→ DEINE AUFGABE: Filtere das Material und übernimm jede Zeile unverändert, in der das Wort „ceiling“ vorkommt.

══════

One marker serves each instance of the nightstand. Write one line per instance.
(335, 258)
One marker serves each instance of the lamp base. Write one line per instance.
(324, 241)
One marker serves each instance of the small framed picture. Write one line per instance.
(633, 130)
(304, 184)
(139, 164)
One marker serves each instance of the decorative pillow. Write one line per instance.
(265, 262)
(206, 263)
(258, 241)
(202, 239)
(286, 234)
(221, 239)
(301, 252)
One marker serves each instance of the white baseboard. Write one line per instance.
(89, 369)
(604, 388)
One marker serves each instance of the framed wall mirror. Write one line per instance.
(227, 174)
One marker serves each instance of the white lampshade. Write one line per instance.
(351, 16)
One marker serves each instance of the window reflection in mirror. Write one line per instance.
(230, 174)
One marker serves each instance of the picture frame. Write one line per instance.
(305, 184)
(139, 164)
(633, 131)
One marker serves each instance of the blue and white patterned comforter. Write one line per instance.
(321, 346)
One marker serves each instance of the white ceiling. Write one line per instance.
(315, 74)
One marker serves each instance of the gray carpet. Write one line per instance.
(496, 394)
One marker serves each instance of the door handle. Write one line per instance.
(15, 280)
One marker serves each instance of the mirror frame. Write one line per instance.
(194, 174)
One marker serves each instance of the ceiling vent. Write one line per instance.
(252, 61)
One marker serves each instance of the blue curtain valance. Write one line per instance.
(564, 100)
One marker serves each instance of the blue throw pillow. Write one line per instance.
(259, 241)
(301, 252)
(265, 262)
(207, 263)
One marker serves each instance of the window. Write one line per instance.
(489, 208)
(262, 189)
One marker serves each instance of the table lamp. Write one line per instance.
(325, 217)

══════

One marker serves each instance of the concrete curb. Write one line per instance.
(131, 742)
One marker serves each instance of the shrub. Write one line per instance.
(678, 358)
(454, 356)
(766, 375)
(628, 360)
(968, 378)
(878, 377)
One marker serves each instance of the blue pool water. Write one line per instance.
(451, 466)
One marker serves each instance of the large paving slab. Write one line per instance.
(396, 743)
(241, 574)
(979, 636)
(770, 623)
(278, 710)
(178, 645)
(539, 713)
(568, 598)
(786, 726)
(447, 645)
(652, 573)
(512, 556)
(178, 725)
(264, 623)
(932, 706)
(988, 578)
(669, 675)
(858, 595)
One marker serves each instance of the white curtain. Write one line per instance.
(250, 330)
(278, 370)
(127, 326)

══════

→ FERTIGE LÖSUNG:
One marker serves each instance of the white ceiling. Write one line per instance.
One marker serves each instance of the ceiling vent. Write one line per instance.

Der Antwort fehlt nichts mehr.